*** Opening of Document passage ***

Periodically, Fomenko would return to the family's suburban Northbridge home in Sydney before he decided to finally quit the city permanently "and lost himself in the wilds of Cape York to worship what he called the 'nature god'". Fomenko would make Northern Queensland his home for the rest of his life, with some brief visits away.

According to the Sydney Morning Herald, there Fomenko "lived among Aborigines, killed crocodiles and wild boar with a machete", "grew obsessed with building and sailing dugout canoes (and) vanished like a ghost at any sign of officialdom."

*** Close of Document passage ***

## Tasks to complete
A) Translate this sentence from the passage about Fomenko into Spanish: "Fomenko would make Northern Queensland his home for the rest of his life, with some brief visits away."
B) Continue the passage about Fomenko from its final sentence.

*** Opening of Information supplied ***

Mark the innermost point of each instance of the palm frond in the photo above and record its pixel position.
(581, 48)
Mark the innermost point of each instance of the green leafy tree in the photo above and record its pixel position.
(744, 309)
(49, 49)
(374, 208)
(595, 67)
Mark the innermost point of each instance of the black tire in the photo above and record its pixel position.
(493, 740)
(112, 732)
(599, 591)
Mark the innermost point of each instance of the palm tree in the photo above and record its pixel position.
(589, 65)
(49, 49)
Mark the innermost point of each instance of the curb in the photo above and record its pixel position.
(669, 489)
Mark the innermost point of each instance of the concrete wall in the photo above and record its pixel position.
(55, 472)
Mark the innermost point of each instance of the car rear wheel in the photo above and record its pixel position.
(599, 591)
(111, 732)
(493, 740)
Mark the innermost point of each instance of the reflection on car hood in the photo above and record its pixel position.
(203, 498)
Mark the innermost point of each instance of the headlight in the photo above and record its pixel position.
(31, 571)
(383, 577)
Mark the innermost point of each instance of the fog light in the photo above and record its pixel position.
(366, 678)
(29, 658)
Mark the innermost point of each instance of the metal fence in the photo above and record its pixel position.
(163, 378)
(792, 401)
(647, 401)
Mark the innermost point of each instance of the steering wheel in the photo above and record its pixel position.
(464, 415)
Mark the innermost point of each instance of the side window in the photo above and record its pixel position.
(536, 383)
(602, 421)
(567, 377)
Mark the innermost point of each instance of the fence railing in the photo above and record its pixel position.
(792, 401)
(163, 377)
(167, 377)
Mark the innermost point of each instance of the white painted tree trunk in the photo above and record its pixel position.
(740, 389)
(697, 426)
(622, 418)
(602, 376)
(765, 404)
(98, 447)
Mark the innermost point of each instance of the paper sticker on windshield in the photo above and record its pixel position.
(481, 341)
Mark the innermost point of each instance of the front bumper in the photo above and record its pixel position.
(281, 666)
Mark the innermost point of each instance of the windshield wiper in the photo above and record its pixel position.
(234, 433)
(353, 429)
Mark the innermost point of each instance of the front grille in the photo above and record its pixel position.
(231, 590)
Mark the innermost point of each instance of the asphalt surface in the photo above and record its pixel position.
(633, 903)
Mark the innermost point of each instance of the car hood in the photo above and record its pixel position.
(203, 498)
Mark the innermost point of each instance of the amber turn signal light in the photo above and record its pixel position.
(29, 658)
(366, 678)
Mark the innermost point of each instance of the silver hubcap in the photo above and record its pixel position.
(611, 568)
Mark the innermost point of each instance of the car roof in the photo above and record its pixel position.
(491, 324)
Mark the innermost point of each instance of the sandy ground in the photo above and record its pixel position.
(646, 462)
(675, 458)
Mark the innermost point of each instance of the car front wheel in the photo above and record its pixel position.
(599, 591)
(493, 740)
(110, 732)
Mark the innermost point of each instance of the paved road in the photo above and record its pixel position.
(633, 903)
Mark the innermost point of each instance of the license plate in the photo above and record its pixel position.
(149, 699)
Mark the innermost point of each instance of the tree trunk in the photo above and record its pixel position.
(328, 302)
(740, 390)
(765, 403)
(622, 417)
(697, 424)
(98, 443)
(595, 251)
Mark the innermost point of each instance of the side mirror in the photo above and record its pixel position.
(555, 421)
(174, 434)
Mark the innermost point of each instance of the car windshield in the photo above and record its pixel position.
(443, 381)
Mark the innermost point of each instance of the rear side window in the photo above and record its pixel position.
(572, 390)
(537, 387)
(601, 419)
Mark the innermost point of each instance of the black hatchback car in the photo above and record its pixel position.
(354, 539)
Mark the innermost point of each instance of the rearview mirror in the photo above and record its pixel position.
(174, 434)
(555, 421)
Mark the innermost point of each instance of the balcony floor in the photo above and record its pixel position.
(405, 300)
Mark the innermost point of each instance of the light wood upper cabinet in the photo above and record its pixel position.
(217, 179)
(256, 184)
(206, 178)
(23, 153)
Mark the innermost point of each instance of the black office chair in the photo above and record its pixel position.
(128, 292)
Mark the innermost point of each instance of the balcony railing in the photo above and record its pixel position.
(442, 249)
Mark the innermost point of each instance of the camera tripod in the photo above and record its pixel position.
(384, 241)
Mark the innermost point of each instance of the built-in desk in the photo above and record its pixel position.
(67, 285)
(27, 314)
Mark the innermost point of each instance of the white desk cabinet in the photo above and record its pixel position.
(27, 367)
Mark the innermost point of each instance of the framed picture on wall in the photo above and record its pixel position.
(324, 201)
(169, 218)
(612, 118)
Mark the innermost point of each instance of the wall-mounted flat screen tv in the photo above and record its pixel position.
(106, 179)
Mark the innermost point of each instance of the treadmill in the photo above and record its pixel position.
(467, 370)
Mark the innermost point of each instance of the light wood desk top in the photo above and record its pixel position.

*** Close of Information supplied ***

## Answers to each task
A) Fomenko haría del norte de Queensland su hogar por el resto de su vida, con algunas breves visitas fuera.

B)
===Initial forays into canoeing===
In July 1956, The Central Queensland Herald reported that Fomenko had been the individual responsible for a "native outrigger canoe" which had been seen floating unmanned "outside Cairns harbour" some days prior. Fomenko, then 26 and described as a "bearded (..) district canecutter", had set out from the town of Deeral in the canoe on Wednesday 18 July 1956 bound for Cooktown, with a dinghy in tow. Fomenko said he had anchored his canoe on Monday night off the south side of Double Island after "having been sighted" by the Cairns Harbour Board dredge boat, Trinity Bay, and had rowed ashore (presumably to Double Island) in the dinghy, intending to return for the canoe. When he returned the next morning, the canoe had been carried off by a high tide, and Fomenko went to the police station in Mossman for help in finding it.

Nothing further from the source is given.